══ Dataset records
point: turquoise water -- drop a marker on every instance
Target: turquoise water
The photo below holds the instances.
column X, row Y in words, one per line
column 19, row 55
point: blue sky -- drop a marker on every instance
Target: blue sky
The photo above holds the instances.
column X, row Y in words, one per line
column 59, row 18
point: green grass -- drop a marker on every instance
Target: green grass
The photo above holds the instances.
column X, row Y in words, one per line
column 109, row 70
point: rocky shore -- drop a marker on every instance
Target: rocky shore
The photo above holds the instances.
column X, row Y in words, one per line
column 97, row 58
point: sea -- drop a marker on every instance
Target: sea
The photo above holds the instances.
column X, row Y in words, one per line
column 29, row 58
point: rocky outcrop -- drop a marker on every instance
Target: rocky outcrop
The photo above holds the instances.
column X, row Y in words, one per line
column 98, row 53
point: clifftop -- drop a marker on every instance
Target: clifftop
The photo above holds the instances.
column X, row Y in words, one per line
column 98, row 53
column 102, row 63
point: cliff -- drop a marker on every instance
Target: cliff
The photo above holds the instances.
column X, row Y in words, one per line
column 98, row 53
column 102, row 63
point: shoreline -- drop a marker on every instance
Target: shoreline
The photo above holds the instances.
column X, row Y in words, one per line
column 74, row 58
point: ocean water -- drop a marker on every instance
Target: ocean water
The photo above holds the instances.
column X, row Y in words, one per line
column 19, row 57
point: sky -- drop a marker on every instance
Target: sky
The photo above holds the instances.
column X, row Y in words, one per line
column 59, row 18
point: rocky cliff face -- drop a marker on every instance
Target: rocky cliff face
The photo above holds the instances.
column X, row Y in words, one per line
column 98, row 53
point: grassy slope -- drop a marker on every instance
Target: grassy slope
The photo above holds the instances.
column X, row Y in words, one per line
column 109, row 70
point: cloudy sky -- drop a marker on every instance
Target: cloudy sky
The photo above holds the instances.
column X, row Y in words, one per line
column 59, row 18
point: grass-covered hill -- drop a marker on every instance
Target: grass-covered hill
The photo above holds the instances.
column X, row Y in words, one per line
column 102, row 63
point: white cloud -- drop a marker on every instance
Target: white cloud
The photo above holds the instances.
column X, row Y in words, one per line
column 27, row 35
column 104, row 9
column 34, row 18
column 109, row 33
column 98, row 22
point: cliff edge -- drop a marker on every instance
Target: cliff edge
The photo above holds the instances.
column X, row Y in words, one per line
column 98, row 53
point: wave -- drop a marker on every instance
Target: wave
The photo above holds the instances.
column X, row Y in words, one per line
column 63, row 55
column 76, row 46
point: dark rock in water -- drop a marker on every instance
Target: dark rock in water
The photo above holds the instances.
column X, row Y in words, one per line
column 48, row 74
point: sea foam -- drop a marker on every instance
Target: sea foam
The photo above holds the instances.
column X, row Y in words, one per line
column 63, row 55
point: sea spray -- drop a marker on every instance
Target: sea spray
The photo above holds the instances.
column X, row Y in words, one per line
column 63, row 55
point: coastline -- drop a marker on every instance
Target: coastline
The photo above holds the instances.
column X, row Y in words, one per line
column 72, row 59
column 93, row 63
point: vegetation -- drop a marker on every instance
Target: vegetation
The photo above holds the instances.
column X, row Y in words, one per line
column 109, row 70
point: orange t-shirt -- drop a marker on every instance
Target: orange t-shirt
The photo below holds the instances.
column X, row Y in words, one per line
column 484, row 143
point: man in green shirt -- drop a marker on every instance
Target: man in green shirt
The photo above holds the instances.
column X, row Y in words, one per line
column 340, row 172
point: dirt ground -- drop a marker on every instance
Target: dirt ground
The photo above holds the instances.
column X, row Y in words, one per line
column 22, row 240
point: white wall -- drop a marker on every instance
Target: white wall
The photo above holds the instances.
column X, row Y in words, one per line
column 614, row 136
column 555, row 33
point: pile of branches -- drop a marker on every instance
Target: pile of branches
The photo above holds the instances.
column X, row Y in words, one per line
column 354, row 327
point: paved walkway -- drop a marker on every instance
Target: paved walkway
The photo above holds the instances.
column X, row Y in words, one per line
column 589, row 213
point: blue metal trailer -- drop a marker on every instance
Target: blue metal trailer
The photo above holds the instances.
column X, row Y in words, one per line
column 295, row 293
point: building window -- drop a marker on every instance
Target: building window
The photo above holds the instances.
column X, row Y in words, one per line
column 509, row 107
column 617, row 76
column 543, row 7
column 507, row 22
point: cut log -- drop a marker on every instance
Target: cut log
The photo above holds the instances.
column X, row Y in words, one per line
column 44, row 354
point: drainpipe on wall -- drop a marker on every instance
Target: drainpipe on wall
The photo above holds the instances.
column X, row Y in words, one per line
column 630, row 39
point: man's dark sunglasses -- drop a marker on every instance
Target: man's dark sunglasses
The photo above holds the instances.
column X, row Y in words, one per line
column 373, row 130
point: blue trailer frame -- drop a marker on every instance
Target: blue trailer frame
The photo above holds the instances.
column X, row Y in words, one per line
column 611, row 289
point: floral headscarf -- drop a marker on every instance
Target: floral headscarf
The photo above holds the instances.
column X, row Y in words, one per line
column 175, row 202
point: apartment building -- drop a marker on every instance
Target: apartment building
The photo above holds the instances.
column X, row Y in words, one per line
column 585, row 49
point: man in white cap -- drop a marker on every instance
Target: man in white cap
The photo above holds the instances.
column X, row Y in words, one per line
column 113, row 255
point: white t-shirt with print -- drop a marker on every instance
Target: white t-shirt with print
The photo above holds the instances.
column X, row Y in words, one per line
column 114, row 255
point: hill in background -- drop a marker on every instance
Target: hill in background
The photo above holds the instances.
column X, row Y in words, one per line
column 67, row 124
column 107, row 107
════
Exercise aim:
Repeat all the records with "drop a marker" swapped for "place a pin" wherever it occurs, leaving everything else the same.

Exercise solution:
point: turquoise water -- place a pin on every instance
Target: turquoise water
The photo below holds the instances.
column X, row Y in words, one per line
column 19, row 55
point: blue sky -- place a pin on every instance
Target: blue sky
The photo above holds the instances.
column X, row Y in words, one per line
column 59, row 18
point: green grass -- place a pin on every instance
Target: green grass
The photo above holds the instances.
column X, row Y in words, one per line
column 109, row 70
point: rocky shore -- place a pin on every instance
Target: rocky shore
The photo above holds the instances.
column X, row Y in words, one per line
column 97, row 58
point: sea -- place a pin on every instance
Target: sea
The photo above holds the instances.
column X, row Y in words, one per line
column 29, row 58
point: rocky outcrop -- place a pin on every instance
Target: rocky outcrop
The photo above holds the instances.
column X, row Y in words, one per line
column 98, row 53
point: clifftop -- place a pin on every instance
Target: clifftop
The photo above holds the instances.
column X, row Y in words, one per line
column 98, row 53
column 102, row 63
point: cliff -- place a pin on every instance
Target: cliff
The photo above holds the instances.
column X, row Y in words, one per line
column 98, row 53
column 102, row 63
point: shoreline -- place a pin on every instance
Target: shoreline
The photo above holds the instances.
column X, row Y in words, one per line
column 74, row 58
point: ocean water -- place a pin on every instance
Target: ocean water
The photo above holds the instances.
column X, row Y in words, one per line
column 19, row 57
point: sky -- place a pin on every instance
Target: sky
The photo above holds the instances.
column X, row Y in words, one per line
column 59, row 18
point: rocky cliff face -- place a pin on every instance
Target: rocky cliff face
The photo above holds the instances.
column X, row Y in words, one per line
column 98, row 53
point: grassy slope -- place a pin on every instance
Target: grassy slope
The photo above holds the instances.
column X, row Y in words, one per line
column 109, row 70
point: cloudy sky -- place a pin on every instance
Target: cloudy sky
The photo above holds the instances.
column X, row Y in words, one per line
column 59, row 18
point: grass-covered hill -- place a pin on every instance
Target: grass-covered hill
The photo above holds the instances.
column X, row Y in words, one per line
column 102, row 63
point: white cloud -- place a pin on every instance
Target: white cloud
The photo above holds the instances.
column X, row Y in words, one per line
column 27, row 35
column 104, row 9
column 34, row 18
column 109, row 33
column 98, row 22
point: cliff edge -- place a pin on every instance
Target: cliff edge
The photo above holds the instances.
column X, row Y in words, one per line
column 98, row 53
point: wave -- place a pin on every instance
Target: wave
The photo above holds the instances.
column X, row Y in words, one per line
column 63, row 55
column 76, row 46
point: dark rock in water -- place a pin on every instance
Target: dark rock in water
The photo above holds the instances.
column X, row Y in words, one per line
column 48, row 74
point: sea foam -- place a pin on every instance
Target: sea foam
The photo above holds the instances.
column X, row Y in words, one per line
column 63, row 55
point: sea spray -- place a pin on every instance
Target: sea spray
The photo above holds the instances.
column X, row Y in words, one per line
column 63, row 55
point: coastline -- place a pin on every instance
Target: coastline
The photo above holds the instances.
column X, row Y in words, one per line
column 72, row 59
column 93, row 63
point: vegetation -- place a pin on every instance
Target: vegetation
The photo above holds the instances.
column X, row Y in words, one per line
column 109, row 70
point: orange t-shirt -- place a pin on every instance
Target: orange t-shirt
The photo below holds the instances.
column X, row Y in words, one per line
column 484, row 143
point: man in green shirt -- place a pin on every instance
Target: man in green shirt
The photo above holds the instances.
column X, row Y in words, one per line
column 340, row 172
point: dirt ground -- place a pin on every instance
Target: dirt ground
The photo above holds the instances.
column X, row Y in words, one per line
column 22, row 240
point: white wall -- place a pin on every instance
Target: white wall
The photo above holds the instances.
column X, row Y in words, one per line
column 614, row 136
column 555, row 33
point: pile of branches -- place a pin on every instance
Target: pile of branches
The photo above holds the instances.
column X, row Y in words, one per line
column 354, row 327
point: paved walkway -- place a pin on every instance
Target: paved walkway
The photo above holds the instances.
column X, row Y in words, one per line
column 589, row 213
point: blue metal trailer -- place a pin on every instance
Target: blue metal trailer
The photo above holds the instances.
column X, row Y in words, one per line
column 295, row 293
point: building window -- place a pin on every instance
Target: building window
The photo above holds the instances.
column X, row Y in words, one per line
column 509, row 107
column 617, row 76
column 543, row 7
column 507, row 22
point: cut log -- place a pin on every instance
Target: cut log
The photo above holds the instances.
column X, row Y in words, one per line
column 44, row 354
point: drainpipe on wall -- place a pin on every instance
Target: drainpipe on wall
The photo above holds the instances.
column X, row Y in words, one per line
column 630, row 39
point: man's dark sunglasses -- place a pin on every instance
Target: man's dark sunglasses
The photo above holds the instances.
column X, row Y in words, one per line
column 373, row 130
point: blue trailer frame -- place a pin on every instance
Target: blue trailer frame
The photo above holds the instances.
column X, row Y in words, one per line
column 611, row 289
point: floral headscarf -- place a pin on every instance
Target: floral headscarf
The photo above holds the instances.
column X, row Y in words, one per line
column 175, row 202
point: apartment building -- place a pin on every instance
Target: apartment building
The photo above holds the instances.
column X, row Y in words, one per line
column 585, row 49
point: man in white cap -- place a pin on every instance
Target: man in white cap
The photo above holds the instances.
column X, row Y in words, one per line
column 113, row 255
point: white t-shirt with print -- place a pin on every instance
Target: white t-shirt with print
The photo above holds the instances.
column X, row Y in words, one per line
column 114, row 255
point: hill in background -- place a pin on every instance
Target: hill in background
The photo above holds the instances.
column X, row Y in words, one per line
column 67, row 124
column 107, row 107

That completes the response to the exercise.